◆ Data provided:
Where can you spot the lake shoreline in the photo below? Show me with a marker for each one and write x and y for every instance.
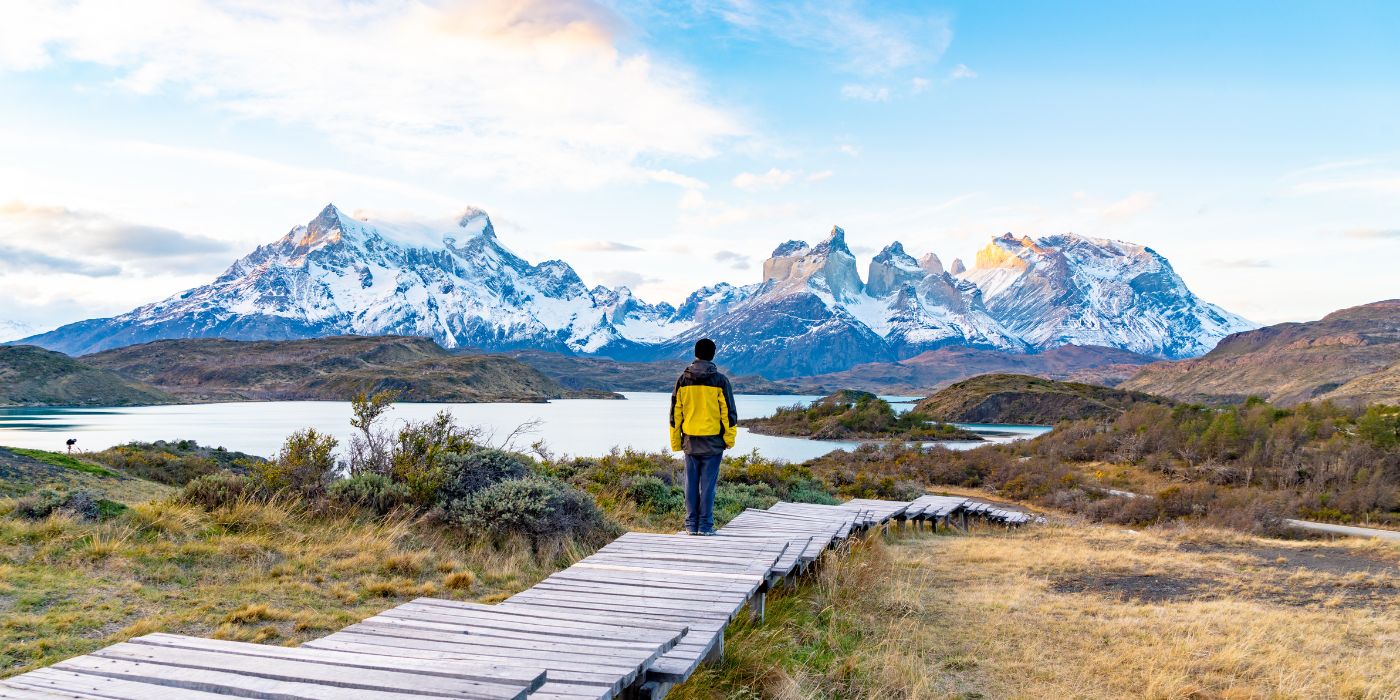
(578, 427)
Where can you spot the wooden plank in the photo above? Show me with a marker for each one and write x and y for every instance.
(643, 604)
(758, 578)
(605, 679)
(559, 667)
(294, 671)
(455, 620)
(66, 683)
(248, 685)
(528, 678)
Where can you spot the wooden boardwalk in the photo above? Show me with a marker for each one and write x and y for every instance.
(630, 620)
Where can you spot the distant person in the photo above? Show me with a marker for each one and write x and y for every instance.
(702, 423)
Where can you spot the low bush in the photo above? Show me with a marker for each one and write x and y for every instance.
(172, 462)
(535, 507)
(371, 492)
(655, 496)
(217, 490)
(419, 451)
(80, 504)
(465, 473)
(37, 506)
(304, 465)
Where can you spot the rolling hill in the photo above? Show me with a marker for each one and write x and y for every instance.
(37, 377)
(1348, 356)
(329, 368)
(1019, 399)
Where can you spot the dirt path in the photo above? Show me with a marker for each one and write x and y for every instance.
(1346, 529)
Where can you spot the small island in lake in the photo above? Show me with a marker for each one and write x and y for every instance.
(854, 415)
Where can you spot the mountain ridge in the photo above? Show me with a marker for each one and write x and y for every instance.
(328, 368)
(811, 314)
(1348, 356)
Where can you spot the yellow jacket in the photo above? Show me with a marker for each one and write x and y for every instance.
(703, 420)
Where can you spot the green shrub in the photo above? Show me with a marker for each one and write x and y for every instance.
(37, 506)
(80, 504)
(419, 450)
(465, 473)
(654, 496)
(370, 490)
(216, 490)
(62, 461)
(535, 507)
(305, 465)
(731, 499)
(172, 462)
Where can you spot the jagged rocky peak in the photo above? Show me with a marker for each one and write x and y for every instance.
(826, 268)
(780, 265)
(322, 230)
(931, 265)
(891, 270)
(1005, 251)
(475, 221)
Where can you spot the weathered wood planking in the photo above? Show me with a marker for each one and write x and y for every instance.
(643, 613)
(168, 665)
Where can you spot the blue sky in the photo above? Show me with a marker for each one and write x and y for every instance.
(668, 144)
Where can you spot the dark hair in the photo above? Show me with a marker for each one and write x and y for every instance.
(704, 349)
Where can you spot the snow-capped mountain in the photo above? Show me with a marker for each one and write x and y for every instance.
(812, 312)
(336, 275)
(1075, 290)
(14, 329)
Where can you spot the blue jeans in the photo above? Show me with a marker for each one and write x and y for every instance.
(702, 475)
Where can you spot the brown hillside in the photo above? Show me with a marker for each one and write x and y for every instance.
(928, 371)
(1348, 356)
(328, 368)
(1019, 399)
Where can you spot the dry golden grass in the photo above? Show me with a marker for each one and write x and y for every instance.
(1080, 612)
(270, 573)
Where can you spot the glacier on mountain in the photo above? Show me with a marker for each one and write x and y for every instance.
(812, 312)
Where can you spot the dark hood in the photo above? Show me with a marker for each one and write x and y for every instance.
(702, 368)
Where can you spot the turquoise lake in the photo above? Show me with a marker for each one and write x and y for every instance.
(581, 427)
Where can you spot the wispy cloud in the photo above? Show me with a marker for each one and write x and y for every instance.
(602, 247)
(1117, 210)
(1239, 263)
(1374, 234)
(961, 72)
(625, 279)
(535, 93)
(703, 213)
(60, 240)
(774, 178)
(1362, 185)
(676, 178)
(865, 93)
(732, 259)
(861, 39)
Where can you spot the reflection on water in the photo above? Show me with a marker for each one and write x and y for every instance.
(581, 427)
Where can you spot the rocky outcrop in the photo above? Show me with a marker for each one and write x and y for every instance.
(1348, 356)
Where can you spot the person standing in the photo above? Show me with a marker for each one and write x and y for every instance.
(703, 424)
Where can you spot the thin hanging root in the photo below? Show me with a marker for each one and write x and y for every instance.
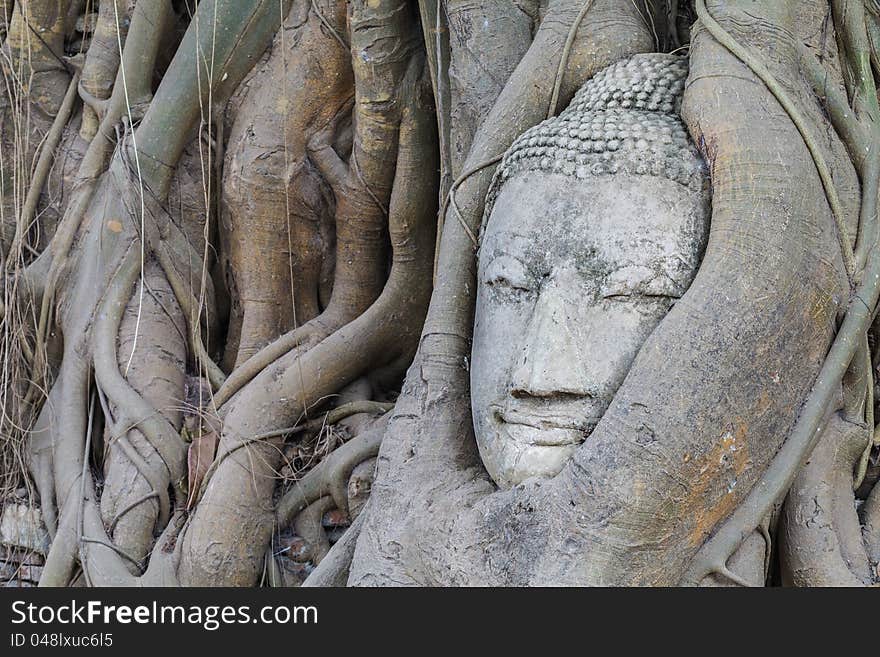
(44, 165)
(330, 476)
(782, 470)
(138, 59)
(188, 304)
(102, 63)
(156, 429)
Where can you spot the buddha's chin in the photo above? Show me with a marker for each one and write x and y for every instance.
(520, 452)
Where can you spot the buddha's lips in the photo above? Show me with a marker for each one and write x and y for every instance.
(544, 432)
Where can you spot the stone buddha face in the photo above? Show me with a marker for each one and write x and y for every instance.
(584, 251)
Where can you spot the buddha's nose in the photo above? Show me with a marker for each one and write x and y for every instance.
(549, 360)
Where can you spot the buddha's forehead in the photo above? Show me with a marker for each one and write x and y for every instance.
(617, 220)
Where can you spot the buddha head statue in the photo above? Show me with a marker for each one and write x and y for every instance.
(595, 225)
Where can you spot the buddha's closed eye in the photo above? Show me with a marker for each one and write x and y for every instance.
(508, 274)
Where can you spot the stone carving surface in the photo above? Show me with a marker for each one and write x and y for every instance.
(595, 225)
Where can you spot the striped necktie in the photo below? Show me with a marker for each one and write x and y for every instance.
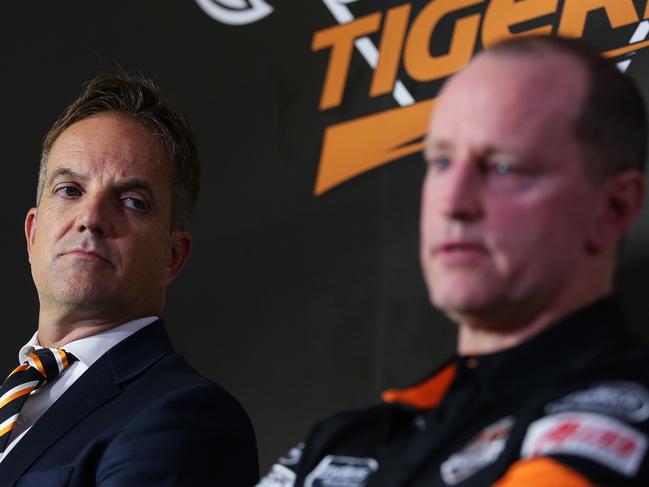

◆ Task goal:
Put the listing into a Markdown table with the columns "Row" and "Line", starting at the line that contains "Where can you spot the buddha's forehead" and continuing through the end of the listing, with both ends included. Number the rows, omit any blank lines, and leave out the pictures.

◆ Answer to this exercise:
| Row | Line |
|---|---|
| 1 | Where can you spot the buddha's forehead in the photo above? Show me with a marker for each one and write x and y for every instance. |
| 2 | (617, 220) |
| 3 | Where can you spot the buddha head statue in the photo above? Show me with a marker for each one and write x and y for every instance. |
| 4 | (595, 225) |
| 5 | Where can you spot the buddha's closed eye in the photo above? Show me with a marker for each one and write x and y for every instance. |
| 6 | (508, 274) |
| 7 | Where can you spot the stone carving surface in the photo above? Show me with a marker for each one and write x and y for every instance. |
| 8 | (595, 225) |
| 9 | Where can you spot the striped necktie in the photo below? Show me with a marker for each one and write x and y for every instance. |